*Required action*.
Through the end of the data below, output every line exactly, beginning with the line that contains "Mark the street".

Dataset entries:
——
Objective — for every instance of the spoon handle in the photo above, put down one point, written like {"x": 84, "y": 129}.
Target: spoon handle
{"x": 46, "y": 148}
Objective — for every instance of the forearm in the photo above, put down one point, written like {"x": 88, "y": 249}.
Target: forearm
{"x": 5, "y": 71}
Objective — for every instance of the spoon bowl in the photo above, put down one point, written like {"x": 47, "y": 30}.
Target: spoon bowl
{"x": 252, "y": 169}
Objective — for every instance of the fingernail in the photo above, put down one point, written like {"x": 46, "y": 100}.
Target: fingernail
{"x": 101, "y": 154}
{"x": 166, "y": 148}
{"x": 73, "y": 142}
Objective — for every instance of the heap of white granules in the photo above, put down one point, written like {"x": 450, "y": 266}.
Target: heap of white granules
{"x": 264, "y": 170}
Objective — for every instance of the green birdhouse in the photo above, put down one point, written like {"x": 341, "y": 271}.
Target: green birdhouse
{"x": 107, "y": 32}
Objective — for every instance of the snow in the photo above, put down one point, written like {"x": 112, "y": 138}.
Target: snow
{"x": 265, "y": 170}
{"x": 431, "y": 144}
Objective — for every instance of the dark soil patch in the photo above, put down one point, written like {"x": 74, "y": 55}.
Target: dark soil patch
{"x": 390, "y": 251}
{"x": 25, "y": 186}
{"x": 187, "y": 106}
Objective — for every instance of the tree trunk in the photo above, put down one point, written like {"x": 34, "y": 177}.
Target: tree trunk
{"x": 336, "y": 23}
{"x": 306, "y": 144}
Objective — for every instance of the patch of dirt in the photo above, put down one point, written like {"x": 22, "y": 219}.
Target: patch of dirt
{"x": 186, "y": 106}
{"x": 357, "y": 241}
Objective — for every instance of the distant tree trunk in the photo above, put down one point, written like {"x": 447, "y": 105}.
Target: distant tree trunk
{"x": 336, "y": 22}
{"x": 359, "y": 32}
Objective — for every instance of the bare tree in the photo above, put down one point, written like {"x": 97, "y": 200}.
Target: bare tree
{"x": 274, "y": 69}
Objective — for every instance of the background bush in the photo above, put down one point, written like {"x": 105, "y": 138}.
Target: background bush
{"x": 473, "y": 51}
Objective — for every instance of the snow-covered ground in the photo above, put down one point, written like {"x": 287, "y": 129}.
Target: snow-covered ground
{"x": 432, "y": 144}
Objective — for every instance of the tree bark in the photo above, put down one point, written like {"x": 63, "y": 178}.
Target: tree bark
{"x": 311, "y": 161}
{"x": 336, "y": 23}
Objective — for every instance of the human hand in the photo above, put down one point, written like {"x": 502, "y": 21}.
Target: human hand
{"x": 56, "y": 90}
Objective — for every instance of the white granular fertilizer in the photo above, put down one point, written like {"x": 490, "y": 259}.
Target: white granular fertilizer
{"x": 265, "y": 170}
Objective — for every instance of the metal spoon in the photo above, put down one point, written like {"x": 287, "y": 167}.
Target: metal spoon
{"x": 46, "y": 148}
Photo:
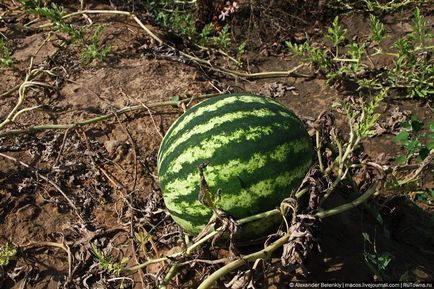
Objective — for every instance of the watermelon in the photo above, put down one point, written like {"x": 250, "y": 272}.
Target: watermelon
{"x": 257, "y": 152}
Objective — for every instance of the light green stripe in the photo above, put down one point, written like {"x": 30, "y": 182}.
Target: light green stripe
{"x": 206, "y": 149}
{"x": 213, "y": 123}
{"x": 244, "y": 199}
{"x": 188, "y": 185}
{"x": 215, "y": 106}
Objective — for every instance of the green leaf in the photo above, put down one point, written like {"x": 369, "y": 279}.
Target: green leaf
{"x": 401, "y": 137}
{"x": 400, "y": 160}
{"x": 423, "y": 153}
{"x": 366, "y": 237}
{"x": 416, "y": 124}
{"x": 431, "y": 126}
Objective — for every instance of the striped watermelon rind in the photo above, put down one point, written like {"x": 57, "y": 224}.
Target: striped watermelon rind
{"x": 258, "y": 152}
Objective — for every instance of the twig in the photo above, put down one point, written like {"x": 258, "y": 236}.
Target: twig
{"x": 134, "y": 152}
{"x": 71, "y": 204}
{"x": 273, "y": 74}
{"x": 123, "y": 110}
{"x": 345, "y": 207}
{"x": 62, "y": 246}
{"x": 426, "y": 162}
{"x": 262, "y": 254}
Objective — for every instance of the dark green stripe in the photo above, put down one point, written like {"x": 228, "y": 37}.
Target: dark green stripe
{"x": 242, "y": 150}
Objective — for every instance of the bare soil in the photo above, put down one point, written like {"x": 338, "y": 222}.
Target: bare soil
{"x": 106, "y": 171}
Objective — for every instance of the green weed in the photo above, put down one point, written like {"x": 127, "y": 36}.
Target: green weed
{"x": 412, "y": 70}
{"x": 7, "y": 253}
{"x": 377, "y": 262}
{"x": 416, "y": 142}
{"x": 95, "y": 50}
{"x": 372, "y": 6}
{"x": 5, "y": 54}
{"x": 54, "y": 13}
{"x": 178, "y": 17}
{"x": 107, "y": 263}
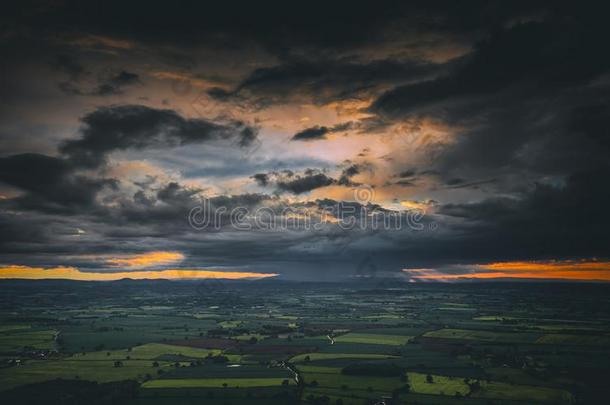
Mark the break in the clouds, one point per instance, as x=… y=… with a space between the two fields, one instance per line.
x=482 y=127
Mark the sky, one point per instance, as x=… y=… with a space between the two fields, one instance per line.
x=320 y=141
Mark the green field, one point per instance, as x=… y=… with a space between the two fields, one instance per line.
x=216 y=383
x=332 y=356
x=563 y=339
x=483 y=335
x=16 y=340
x=441 y=385
x=369 y=338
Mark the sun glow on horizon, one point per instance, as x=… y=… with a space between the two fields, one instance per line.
x=72 y=273
x=583 y=270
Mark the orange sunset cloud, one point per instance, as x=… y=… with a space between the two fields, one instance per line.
x=591 y=270
x=72 y=273
x=150 y=259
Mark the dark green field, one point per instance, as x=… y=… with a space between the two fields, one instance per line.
x=279 y=342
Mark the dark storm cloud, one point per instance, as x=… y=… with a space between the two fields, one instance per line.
x=288 y=181
x=569 y=220
x=527 y=101
x=113 y=128
x=318 y=132
x=82 y=82
x=322 y=81
x=113 y=84
x=49 y=182
x=310 y=179
x=541 y=55
x=523 y=99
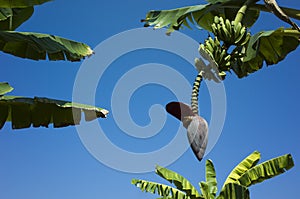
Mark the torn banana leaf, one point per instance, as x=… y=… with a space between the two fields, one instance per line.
x=39 y=46
x=21 y=3
x=267 y=46
x=11 y=18
x=23 y=112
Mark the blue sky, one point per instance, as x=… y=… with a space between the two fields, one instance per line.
x=262 y=111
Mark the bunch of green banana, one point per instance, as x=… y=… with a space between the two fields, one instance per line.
x=218 y=54
x=231 y=33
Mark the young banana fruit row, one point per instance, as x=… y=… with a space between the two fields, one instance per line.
x=217 y=53
x=231 y=33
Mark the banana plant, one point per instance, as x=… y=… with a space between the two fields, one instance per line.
x=232 y=48
x=245 y=174
x=229 y=21
x=25 y=112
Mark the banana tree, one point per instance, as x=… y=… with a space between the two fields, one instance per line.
x=245 y=174
x=229 y=21
x=232 y=48
x=24 y=112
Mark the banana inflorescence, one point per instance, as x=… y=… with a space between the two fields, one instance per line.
x=230 y=32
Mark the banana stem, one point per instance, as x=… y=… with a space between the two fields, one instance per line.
x=195 y=93
x=241 y=13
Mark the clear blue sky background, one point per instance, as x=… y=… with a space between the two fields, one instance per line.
x=262 y=111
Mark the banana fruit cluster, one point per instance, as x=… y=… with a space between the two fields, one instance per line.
x=218 y=54
x=231 y=33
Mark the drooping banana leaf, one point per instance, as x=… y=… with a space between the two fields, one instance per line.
x=266 y=170
x=234 y=191
x=38 y=46
x=267 y=46
x=211 y=179
x=24 y=112
x=11 y=18
x=5 y=88
x=203 y=15
x=242 y=167
x=205 y=190
x=179 y=181
x=200 y=15
x=21 y=3
x=156 y=188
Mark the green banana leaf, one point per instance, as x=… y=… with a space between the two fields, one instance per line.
x=21 y=3
x=38 y=46
x=246 y=164
x=24 y=112
x=234 y=191
x=200 y=15
x=11 y=18
x=267 y=170
x=267 y=46
x=211 y=179
x=205 y=190
x=163 y=190
x=179 y=181
x=203 y=15
x=5 y=88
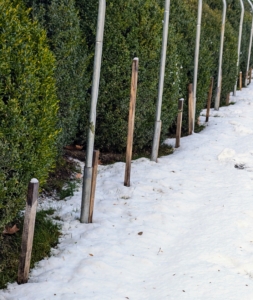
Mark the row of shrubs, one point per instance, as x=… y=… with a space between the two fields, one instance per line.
x=46 y=64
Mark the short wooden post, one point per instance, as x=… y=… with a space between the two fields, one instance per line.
x=179 y=121
x=93 y=183
x=227 y=99
x=240 y=81
x=28 y=231
x=190 y=109
x=131 y=117
x=209 y=99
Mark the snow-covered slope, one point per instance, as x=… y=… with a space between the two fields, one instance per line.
x=183 y=230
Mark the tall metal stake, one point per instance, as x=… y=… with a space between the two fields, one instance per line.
x=87 y=174
x=250 y=46
x=239 y=45
x=218 y=91
x=158 y=123
x=196 y=61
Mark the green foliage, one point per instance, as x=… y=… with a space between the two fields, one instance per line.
x=61 y=21
x=46 y=236
x=62 y=182
x=132 y=29
x=28 y=107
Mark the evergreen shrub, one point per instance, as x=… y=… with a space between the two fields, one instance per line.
x=132 y=29
x=28 y=107
x=60 y=19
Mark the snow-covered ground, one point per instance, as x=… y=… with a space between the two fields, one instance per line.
x=183 y=230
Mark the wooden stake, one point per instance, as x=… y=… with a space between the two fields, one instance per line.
x=240 y=81
x=190 y=109
x=28 y=231
x=93 y=183
x=210 y=93
x=227 y=99
x=179 y=122
x=130 y=134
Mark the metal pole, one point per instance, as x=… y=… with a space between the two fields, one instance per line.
x=87 y=174
x=250 y=45
x=157 y=130
x=218 y=91
x=196 y=61
x=239 y=45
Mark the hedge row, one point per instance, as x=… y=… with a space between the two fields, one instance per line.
x=134 y=28
x=33 y=129
x=28 y=107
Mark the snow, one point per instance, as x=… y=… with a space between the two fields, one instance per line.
x=183 y=230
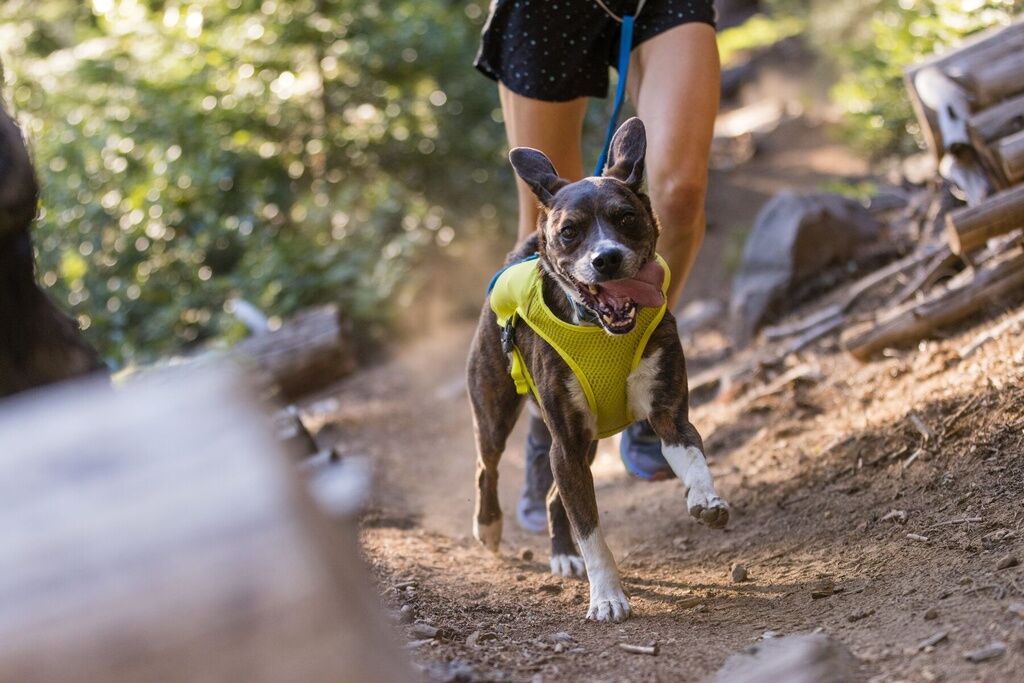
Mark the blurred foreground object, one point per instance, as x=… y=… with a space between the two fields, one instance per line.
x=160 y=534
x=309 y=351
x=38 y=343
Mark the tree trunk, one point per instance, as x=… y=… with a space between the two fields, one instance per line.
x=308 y=352
x=38 y=343
x=907 y=326
x=1011 y=151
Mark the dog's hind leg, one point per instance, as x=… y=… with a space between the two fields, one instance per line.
x=496 y=408
x=565 y=559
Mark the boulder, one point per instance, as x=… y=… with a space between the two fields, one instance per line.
x=794 y=238
x=797 y=658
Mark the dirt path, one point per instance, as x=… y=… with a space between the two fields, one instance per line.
x=811 y=473
x=826 y=479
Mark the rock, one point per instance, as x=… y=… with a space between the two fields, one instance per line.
x=423 y=631
x=933 y=640
x=990 y=651
x=456 y=671
x=794 y=237
x=1007 y=562
x=800 y=658
x=896 y=516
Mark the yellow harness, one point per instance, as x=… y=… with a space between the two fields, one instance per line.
x=601 y=361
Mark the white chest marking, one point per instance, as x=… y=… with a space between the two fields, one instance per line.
x=640 y=384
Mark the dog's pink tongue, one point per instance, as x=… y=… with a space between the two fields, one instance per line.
x=644 y=288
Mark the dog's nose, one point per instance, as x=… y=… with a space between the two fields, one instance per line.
x=607 y=261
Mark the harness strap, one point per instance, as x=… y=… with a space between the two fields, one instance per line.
x=625 y=46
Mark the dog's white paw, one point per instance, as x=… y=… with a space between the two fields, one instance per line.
x=707 y=507
x=567 y=565
x=488 y=535
x=608 y=606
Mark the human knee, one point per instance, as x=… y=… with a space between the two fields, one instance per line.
x=678 y=196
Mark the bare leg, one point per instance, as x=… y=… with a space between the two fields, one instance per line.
x=555 y=129
x=674 y=82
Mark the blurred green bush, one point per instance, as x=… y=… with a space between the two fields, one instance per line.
x=288 y=153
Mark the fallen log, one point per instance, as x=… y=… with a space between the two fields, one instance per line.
x=39 y=344
x=906 y=326
x=307 y=352
x=997 y=121
x=1011 y=151
x=159 y=534
x=972 y=226
x=999 y=79
x=985 y=48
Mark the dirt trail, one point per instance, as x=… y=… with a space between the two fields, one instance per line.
x=813 y=473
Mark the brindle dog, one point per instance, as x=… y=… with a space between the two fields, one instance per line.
x=599 y=229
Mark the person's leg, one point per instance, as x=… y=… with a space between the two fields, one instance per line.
x=675 y=83
x=555 y=129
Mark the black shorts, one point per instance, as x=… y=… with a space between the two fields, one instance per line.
x=558 y=50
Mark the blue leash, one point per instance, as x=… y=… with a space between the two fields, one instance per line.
x=625 y=45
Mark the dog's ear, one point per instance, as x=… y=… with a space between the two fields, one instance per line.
x=627 y=152
x=538 y=172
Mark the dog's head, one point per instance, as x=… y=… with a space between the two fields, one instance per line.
x=597 y=237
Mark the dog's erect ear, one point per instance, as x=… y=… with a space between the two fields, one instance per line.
x=538 y=172
x=627 y=152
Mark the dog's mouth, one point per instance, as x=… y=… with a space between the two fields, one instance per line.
x=615 y=301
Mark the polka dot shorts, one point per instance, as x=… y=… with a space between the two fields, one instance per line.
x=558 y=50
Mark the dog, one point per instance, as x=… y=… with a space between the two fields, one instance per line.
x=597 y=271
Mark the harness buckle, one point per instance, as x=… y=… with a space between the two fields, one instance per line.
x=508 y=335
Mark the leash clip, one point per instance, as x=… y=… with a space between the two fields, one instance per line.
x=508 y=335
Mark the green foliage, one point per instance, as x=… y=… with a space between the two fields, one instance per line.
x=757 y=32
x=870 y=42
x=288 y=153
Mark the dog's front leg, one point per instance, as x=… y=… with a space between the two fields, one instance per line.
x=576 y=486
x=657 y=391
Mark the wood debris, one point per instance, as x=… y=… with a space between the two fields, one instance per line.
x=640 y=649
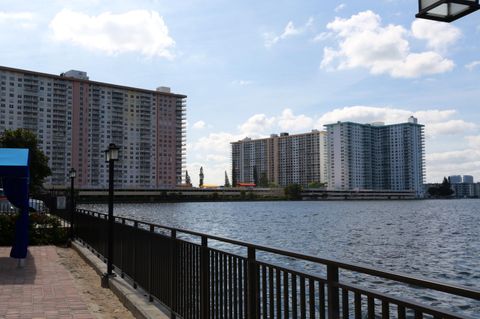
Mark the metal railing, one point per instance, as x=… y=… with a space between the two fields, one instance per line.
x=195 y=280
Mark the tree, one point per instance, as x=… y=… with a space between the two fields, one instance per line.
x=255 y=176
x=227 y=181
x=200 y=184
x=263 y=182
x=188 y=181
x=38 y=161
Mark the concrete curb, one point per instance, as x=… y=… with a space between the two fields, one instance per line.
x=133 y=299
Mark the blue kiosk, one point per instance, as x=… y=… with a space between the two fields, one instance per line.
x=14 y=172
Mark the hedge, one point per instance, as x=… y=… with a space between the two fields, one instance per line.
x=43 y=229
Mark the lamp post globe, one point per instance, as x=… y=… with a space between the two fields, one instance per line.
x=111 y=155
x=446 y=10
x=72 y=174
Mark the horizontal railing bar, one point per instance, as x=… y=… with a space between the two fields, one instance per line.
x=410 y=304
x=399 y=277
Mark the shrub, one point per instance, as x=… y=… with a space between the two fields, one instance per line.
x=43 y=230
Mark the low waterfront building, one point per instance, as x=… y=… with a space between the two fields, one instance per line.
x=75 y=119
x=376 y=156
x=280 y=159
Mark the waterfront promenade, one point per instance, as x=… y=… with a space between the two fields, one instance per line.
x=55 y=283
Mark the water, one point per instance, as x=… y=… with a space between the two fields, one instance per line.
x=438 y=239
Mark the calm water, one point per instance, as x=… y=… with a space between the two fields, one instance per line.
x=437 y=239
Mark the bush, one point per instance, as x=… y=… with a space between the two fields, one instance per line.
x=43 y=230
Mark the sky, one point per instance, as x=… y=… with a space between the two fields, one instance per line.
x=253 y=68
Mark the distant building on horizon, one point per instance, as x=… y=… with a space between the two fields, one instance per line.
x=75 y=119
x=376 y=156
x=281 y=159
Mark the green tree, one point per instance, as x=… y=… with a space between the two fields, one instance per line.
x=293 y=191
x=263 y=182
x=38 y=161
x=227 y=181
x=255 y=176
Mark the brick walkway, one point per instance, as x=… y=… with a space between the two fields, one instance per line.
x=42 y=289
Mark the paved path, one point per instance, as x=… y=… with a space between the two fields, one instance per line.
x=42 y=289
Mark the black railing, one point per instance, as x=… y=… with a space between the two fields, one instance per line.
x=194 y=279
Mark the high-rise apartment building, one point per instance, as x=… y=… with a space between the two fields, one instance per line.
x=282 y=160
x=376 y=156
x=75 y=120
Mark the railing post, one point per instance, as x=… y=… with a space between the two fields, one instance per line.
x=204 y=280
x=150 y=261
x=173 y=277
x=332 y=292
x=252 y=304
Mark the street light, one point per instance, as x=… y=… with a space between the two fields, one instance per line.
x=446 y=10
x=111 y=155
x=72 y=175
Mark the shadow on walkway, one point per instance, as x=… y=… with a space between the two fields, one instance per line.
x=11 y=274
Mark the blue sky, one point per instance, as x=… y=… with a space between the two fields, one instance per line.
x=251 y=68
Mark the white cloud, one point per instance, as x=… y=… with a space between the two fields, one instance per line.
——
*Output for this task*.
Mark the street light, one point per instance, as x=… y=… with a space between the two fields, one instance per line.
x=446 y=10
x=111 y=155
x=72 y=175
Mark the shadow on walkway, one point per instance, as x=… y=… with a space between the two fields, one instance per line.
x=11 y=274
Mark the blue sky, one point per instance, as x=… y=… with a space between the two fields, one instance per line.
x=251 y=68
Mark the white cloud, one point per instance, as x=… y=… with a space between the two fields, one instance per line.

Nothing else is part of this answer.